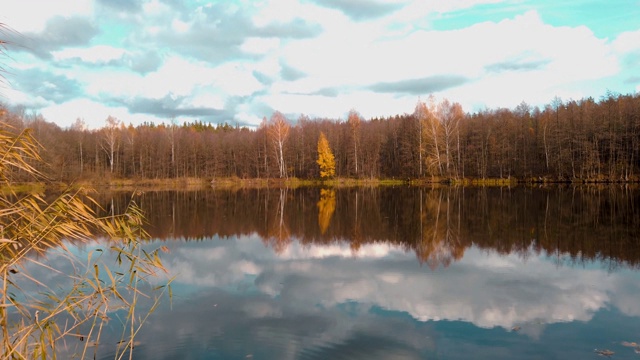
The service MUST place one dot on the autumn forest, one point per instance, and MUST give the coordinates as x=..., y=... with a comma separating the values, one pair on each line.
x=585, y=140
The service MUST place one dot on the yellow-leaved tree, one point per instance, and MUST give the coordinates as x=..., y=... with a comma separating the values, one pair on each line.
x=326, y=160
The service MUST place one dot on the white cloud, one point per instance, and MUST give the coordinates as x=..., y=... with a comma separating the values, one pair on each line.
x=94, y=54
x=93, y=113
x=32, y=15
x=502, y=63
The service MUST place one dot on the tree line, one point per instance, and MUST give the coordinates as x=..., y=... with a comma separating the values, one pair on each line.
x=571, y=224
x=583, y=140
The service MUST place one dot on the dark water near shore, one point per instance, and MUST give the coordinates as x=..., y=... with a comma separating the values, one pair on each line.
x=395, y=273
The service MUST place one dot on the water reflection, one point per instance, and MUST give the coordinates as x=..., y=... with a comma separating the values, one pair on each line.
x=338, y=277
x=575, y=225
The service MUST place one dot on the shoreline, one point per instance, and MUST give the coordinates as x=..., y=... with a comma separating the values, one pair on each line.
x=238, y=183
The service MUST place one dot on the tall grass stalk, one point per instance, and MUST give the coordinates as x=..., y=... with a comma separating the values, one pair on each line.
x=66, y=319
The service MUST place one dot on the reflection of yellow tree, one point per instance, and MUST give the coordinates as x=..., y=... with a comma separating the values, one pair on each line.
x=279, y=235
x=326, y=160
x=440, y=241
x=326, y=207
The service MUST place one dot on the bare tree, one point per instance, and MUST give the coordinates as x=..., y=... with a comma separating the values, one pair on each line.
x=279, y=131
x=110, y=143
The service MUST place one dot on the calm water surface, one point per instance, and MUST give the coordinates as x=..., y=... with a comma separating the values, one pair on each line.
x=395, y=273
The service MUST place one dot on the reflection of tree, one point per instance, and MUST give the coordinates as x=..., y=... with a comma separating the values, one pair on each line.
x=326, y=207
x=279, y=236
x=576, y=224
x=439, y=242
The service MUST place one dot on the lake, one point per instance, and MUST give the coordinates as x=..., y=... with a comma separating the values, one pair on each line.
x=394, y=273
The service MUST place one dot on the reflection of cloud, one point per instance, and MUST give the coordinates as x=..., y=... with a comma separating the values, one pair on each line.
x=487, y=290
x=316, y=302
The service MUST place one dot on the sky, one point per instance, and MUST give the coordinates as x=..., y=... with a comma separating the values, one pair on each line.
x=239, y=61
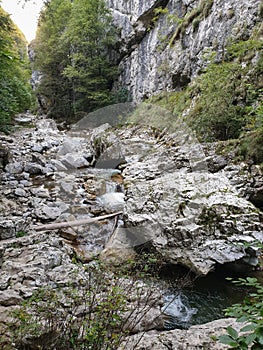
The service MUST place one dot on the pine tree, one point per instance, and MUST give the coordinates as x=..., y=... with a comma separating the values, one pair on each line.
x=72, y=55
x=15, y=90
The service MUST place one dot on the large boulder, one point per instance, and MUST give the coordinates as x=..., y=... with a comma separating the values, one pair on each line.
x=187, y=213
x=196, y=337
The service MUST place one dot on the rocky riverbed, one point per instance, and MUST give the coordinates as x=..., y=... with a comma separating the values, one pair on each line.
x=185, y=202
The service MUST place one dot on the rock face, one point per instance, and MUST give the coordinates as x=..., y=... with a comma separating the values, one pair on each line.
x=179, y=206
x=197, y=337
x=178, y=199
x=149, y=64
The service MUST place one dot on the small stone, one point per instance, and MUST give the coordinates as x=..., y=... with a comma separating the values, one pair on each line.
x=9, y=297
x=14, y=168
x=68, y=233
x=20, y=192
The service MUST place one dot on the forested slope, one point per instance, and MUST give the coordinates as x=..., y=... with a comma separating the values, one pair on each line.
x=15, y=89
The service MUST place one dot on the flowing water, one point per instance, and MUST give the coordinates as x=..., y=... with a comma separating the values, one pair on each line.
x=203, y=302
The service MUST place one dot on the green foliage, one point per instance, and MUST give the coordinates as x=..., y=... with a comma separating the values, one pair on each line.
x=251, y=313
x=15, y=90
x=195, y=16
x=95, y=311
x=72, y=54
x=217, y=113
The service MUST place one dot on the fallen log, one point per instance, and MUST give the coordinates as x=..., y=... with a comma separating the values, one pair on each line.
x=58, y=225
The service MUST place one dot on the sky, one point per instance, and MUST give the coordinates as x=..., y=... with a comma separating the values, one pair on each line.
x=25, y=17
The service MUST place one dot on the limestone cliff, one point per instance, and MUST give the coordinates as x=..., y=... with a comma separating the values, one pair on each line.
x=164, y=50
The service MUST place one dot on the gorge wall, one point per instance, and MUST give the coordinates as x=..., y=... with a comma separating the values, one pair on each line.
x=165, y=50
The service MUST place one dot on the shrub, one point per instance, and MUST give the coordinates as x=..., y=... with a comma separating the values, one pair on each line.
x=96, y=312
x=250, y=312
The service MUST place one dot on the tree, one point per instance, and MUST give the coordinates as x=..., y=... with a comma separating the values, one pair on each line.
x=72, y=55
x=15, y=90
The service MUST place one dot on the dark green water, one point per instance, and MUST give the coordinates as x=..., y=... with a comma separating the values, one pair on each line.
x=202, y=302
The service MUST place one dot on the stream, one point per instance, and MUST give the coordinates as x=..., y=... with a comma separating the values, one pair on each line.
________________________________________
:: Exercise description ::
Please retype every record above exactly, leaving out the pictures.

:: Answer area ::
The service MUST place one dot on the autumn forest, one point per instance, and MUST give the coordinates as x=..., y=... with a comma separating the values, one pair on each line.
x=585, y=140
The service MUST place one dot on the yellow-leaved tree, one point per instance, and MUST give the coordinates as x=..., y=... with a comma separating the values, one pair on each line.
x=326, y=160
The service MUST place one dot on the white cloud, one point per instance, and MUST give the coordinates as x=..., y=... with a comma separating the values, one pair on each line.
x=94, y=54
x=93, y=113
x=32, y=15
x=502, y=63
The service MUST place one dot on the tree line, one point per instance, and MUST give the coordinates as x=..., y=... with a comma separating the values, one pair on each line.
x=571, y=224
x=583, y=140
The service MUST place one dot on the dark water near shore, one point per instance, and MUST give the coordinates as x=..., y=... with a comma separating the values, one pair on each line.
x=395, y=273
The service MUST place one dot on the water reflection, one point per instance, and MUST give the coordinates as x=..., y=... with a comma separating the values, one pair on each line.
x=338, y=277
x=575, y=225
The service MUST place one dot on the shoreline, one point per instance, and MUST give the coordinates as x=..., y=... with a comma separating the values, one pair on each line.
x=238, y=183
The service MUST place one dot on the tall grass stalk, one point per instance, and MUST give the coordinates as x=..., y=... with a comma separating the values, one pair on each line.
x=66, y=319
The service MUST place one dot on the reflection of yellow tree, one point per instance, and MUST give the coordinates as x=..., y=... with a comma separating the values, one pair on each line.
x=279, y=235
x=326, y=160
x=440, y=241
x=326, y=207
The service MUST place one dot on the bare tree, one point per instance, and MUST give the coordinates as x=..., y=... with a comma separating the values, one pair on each line.
x=279, y=131
x=110, y=143
The service MUST place one dot on the calm water surface, one point per instance, and MUST give the coordinates as x=..., y=... with a comma separating the values, one pair on each line.
x=395, y=273
The service MUST place one dot on the reflection of tree, one point per instance, and MUST give the coordinates as x=..., y=... with a comma separating the values, one pair on each line.
x=326, y=207
x=279, y=236
x=576, y=224
x=439, y=242
The service MUST place one dot on the lake, one point per instance, and MUST give the coordinates as x=..., y=... with a comma separating the values, one pair on each line.
x=394, y=273
The service MUST place one dot on the reflection of cloud, one point per instance, and MUST give the coordinates as x=..., y=... with a comma separating the values, one pair on each line.
x=487, y=290
x=316, y=302
The service MUST place one dot on the sky, one point per instance, and MUST give the coordinates as x=..., y=... with a comma separating the values, one pair on each line.
x=239, y=61
The service MUST place one dot on the pine tree, one point per instance, and MUST give the coordinates as x=..., y=... with a comma separating the values, one pair on each line.
x=72, y=55
x=15, y=90
The service MUST place one dot on the large boulder, one point per instance, and MUST give the coordinates as x=..., y=... with a comma separating the values, one pair on each line.
x=187, y=213
x=196, y=337
The service MUST place one dot on the rocky riverbed, one point per instance, and MUST give the coordinates as x=..., y=... with a comma separating the values, one pair on each line.
x=185, y=202
The service MUST place one dot on the rock face, one point per instance, and MUST give the coordinates as x=..., y=... with a comma separating the values, one pair on each line.
x=179, y=206
x=197, y=337
x=178, y=199
x=149, y=64
The service MUST place one dot on the small stone, one point per instance, and MUST give the coordinates as x=..., y=... with a comma separating the values, one pair on each line.
x=9, y=297
x=14, y=168
x=68, y=233
x=20, y=192
The service MUST place one dot on the forested slope, one point per instance, and MUST give the coordinates as x=..., y=... with a comma separating the values, one pair on each line.
x=15, y=89
The service MUST place one dot on the flowing water, one point per instance, and MUST give the coordinates as x=..., y=... with a comma separating the values, one pair on each line.
x=203, y=302
The service MUST place one dot on the green foliage, one point per instance, and MUST give the coordinates as x=..., y=... with a comma separating the values, one pair on each line.
x=251, y=313
x=15, y=90
x=195, y=16
x=95, y=311
x=72, y=54
x=217, y=113
The service MUST place one dot on the fallen log, one point per instance, and MUST give the coordinates as x=..., y=... with a comma separating the values, one pair on each line.
x=58, y=225
The service MUST place one dot on the sky, one point per instance, and MUST give the coordinates as x=..., y=... with a comma separating the values, one pair on each line.
x=25, y=17
The service MUST place one dot on the limestone cliff, one point per instance, and MUST give the coordinates as x=..., y=... with a comma separating the values, one pair on each line.
x=164, y=50
The service MUST place one dot on the gorge wall, one point per instance, and MUST give the coordinates as x=..., y=... with a comma separating the values, one pair on each line.
x=165, y=50
The service MUST place one dot on the shrub, one point per instance, and MUST give the coordinates as x=..., y=... with a comma separating the values, one pair on each line.
x=96, y=312
x=250, y=312
The service MUST place one dot on the tree, one point per instance, and MUST give the coordinates as x=..., y=... with a comma separating the values, one pair on each line.
x=72, y=55
x=15, y=90
The service MUST place one dot on the dark green water, one point per instance, and MUST give the coordinates as x=..., y=... with a comma separating the values, one pair on each line.
x=202, y=302
The service MUST place one dot on the stream, one point per instance, and MUST give the coordinates as x=..., y=... with a comma separating the values, one pair on each line.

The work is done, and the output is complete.